[Excerpt from a dataset]
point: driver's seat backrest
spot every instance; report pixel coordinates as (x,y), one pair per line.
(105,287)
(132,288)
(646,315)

* * *

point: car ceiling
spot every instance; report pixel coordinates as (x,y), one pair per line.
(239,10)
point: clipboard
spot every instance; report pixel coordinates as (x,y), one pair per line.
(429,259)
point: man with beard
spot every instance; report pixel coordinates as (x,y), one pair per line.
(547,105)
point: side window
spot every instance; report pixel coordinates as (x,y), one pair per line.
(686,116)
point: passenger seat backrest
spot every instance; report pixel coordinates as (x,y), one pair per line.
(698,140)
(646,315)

--

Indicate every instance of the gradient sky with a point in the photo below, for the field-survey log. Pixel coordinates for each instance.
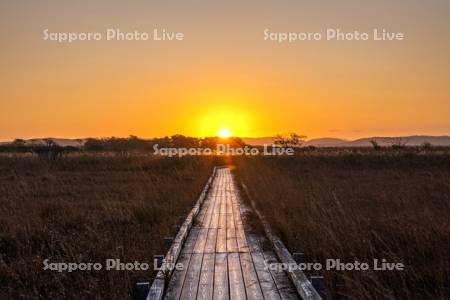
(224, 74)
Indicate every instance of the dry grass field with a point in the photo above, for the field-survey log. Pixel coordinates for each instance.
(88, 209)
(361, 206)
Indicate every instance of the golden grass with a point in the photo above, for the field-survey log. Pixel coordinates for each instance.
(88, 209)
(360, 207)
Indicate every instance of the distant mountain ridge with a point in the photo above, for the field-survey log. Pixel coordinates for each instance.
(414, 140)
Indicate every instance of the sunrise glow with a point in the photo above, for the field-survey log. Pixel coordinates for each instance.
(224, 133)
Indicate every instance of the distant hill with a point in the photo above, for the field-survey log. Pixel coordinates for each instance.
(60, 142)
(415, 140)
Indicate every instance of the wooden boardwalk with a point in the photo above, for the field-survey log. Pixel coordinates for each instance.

*WHAT IS BEING ASKED:*
Copy the records above exactly, beginning at the line that contains "Indicate every instance of the distant mountain" and ending after the line that contains "Indicate every instance of the wooden".

*EXERCISE ANSWER:*
Indicate every instance of the distant mountain ridge with a point in the photo above, for the field-survey log. Pixel coordinates for each instance.
(414, 140)
Indicate every instance of the sunrise glow with a point in the photo above, for the field-survey log. Pixel coordinates for each instance.
(224, 133)
Indicate every instance of the distant hill with a point in the photo above, for the field-survey log. Pixel coordinates for each instance.
(60, 142)
(415, 140)
Indicate every instance of the wooden boardwalk with a point in the photo above, for the field-survey log. Pixel coordinates for each instance.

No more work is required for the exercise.